• [Task input]:
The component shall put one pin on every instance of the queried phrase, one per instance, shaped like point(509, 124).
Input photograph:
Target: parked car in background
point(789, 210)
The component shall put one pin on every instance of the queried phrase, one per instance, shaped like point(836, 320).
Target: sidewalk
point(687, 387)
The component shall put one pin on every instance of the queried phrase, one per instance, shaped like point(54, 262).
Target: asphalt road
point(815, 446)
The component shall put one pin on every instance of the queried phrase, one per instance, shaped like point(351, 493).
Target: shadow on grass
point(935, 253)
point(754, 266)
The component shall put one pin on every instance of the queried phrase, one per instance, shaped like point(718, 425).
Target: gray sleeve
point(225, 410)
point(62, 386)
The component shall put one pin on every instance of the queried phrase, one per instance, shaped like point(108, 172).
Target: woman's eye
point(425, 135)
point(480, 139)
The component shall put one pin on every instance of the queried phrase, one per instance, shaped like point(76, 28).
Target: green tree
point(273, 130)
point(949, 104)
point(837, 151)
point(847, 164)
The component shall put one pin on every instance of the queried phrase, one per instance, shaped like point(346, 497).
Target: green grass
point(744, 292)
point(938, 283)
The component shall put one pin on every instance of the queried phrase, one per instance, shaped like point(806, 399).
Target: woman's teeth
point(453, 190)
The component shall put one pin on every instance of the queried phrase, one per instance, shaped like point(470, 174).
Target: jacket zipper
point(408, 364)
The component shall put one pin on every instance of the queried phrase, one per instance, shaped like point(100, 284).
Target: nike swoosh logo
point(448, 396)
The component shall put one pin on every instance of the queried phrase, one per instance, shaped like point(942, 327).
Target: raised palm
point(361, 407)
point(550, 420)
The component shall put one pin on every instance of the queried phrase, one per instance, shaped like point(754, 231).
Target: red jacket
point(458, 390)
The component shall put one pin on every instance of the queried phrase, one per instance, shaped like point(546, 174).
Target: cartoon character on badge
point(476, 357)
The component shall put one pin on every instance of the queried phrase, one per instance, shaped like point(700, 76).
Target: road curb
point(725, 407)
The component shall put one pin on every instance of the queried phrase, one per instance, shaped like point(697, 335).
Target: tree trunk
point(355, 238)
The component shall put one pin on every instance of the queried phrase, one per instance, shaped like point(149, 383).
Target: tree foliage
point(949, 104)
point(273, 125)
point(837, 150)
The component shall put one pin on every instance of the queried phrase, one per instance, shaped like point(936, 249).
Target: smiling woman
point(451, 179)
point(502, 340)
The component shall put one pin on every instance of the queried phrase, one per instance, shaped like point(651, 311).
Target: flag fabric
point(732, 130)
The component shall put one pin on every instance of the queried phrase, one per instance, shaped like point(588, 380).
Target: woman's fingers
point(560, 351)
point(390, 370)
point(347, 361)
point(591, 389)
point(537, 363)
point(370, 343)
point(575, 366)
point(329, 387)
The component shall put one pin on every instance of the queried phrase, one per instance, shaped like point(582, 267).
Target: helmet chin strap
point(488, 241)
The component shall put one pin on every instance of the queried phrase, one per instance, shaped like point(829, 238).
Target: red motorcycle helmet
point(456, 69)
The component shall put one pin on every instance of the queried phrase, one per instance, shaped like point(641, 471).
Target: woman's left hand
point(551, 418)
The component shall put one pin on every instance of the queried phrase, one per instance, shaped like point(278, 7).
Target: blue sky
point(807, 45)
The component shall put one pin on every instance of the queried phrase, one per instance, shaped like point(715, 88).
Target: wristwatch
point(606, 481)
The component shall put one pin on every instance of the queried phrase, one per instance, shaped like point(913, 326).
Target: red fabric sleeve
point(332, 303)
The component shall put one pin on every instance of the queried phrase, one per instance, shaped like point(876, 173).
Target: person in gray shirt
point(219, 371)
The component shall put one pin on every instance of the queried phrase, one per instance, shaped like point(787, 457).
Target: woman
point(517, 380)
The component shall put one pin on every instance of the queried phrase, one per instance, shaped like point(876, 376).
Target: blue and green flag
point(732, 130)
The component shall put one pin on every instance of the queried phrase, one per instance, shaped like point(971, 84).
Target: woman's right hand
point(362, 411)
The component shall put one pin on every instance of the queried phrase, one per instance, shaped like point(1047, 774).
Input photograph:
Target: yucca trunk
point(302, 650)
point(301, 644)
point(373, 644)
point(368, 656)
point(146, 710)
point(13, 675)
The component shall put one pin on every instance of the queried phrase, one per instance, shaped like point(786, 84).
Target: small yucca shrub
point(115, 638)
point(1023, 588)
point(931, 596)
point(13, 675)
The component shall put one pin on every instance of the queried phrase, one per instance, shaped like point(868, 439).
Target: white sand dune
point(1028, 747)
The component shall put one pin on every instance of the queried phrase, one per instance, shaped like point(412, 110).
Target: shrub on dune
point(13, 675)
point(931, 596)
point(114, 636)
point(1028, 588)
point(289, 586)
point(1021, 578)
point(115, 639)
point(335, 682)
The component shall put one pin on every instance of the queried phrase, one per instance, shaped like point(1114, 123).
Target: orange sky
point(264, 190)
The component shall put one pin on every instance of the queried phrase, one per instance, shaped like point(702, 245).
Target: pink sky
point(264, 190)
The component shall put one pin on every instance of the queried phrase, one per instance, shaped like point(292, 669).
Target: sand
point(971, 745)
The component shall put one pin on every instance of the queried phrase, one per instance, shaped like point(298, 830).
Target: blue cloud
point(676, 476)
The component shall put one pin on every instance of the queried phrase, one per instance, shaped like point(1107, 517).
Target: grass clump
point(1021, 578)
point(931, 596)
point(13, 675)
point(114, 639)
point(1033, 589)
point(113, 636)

• [What the exercise asks]: Every line from the one containing "like point(412, 110)." through the last line must be copied exactly; leave out the rest.

• [Correct result]:
The component shall put one pin on every instance of the queried phrase, one per instance, shaped like point(412, 110).
Target: shrub on dune
point(13, 675)
point(931, 596)
point(114, 636)
point(1028, 588)
point(289, 586)
point(1021, 578)
point(115, 639)
point(335, 682)
The component shall put one pin on every instance of the queried phrase, one per instance, shaped like point(1114, 123).
Target: orange sky
point(264, 190)
The component shall put one pin on every instance of the queried phrase, one per instance, shaped like point(702, 245).
Target: pink sky
point(264, 190)
The component shall put one pin on every instance of the queried phrase, one per instance, shaped like point(292, 669).
Target: sand
point(971, 745)
The component shall put one pin on every instance of the queried phrase, one per instance, shaped like point(298, 830).
Target: blue cloud
point(676, 476)
The component shall put one pin on every instance of the queried phrase, one per instance, shaped like point(1107, 517).
Target: grass clump
point(1021, 578)
point(931, 596)
point(13, 675)
point(114, 639)
point(1033, 589)
point(113, 636)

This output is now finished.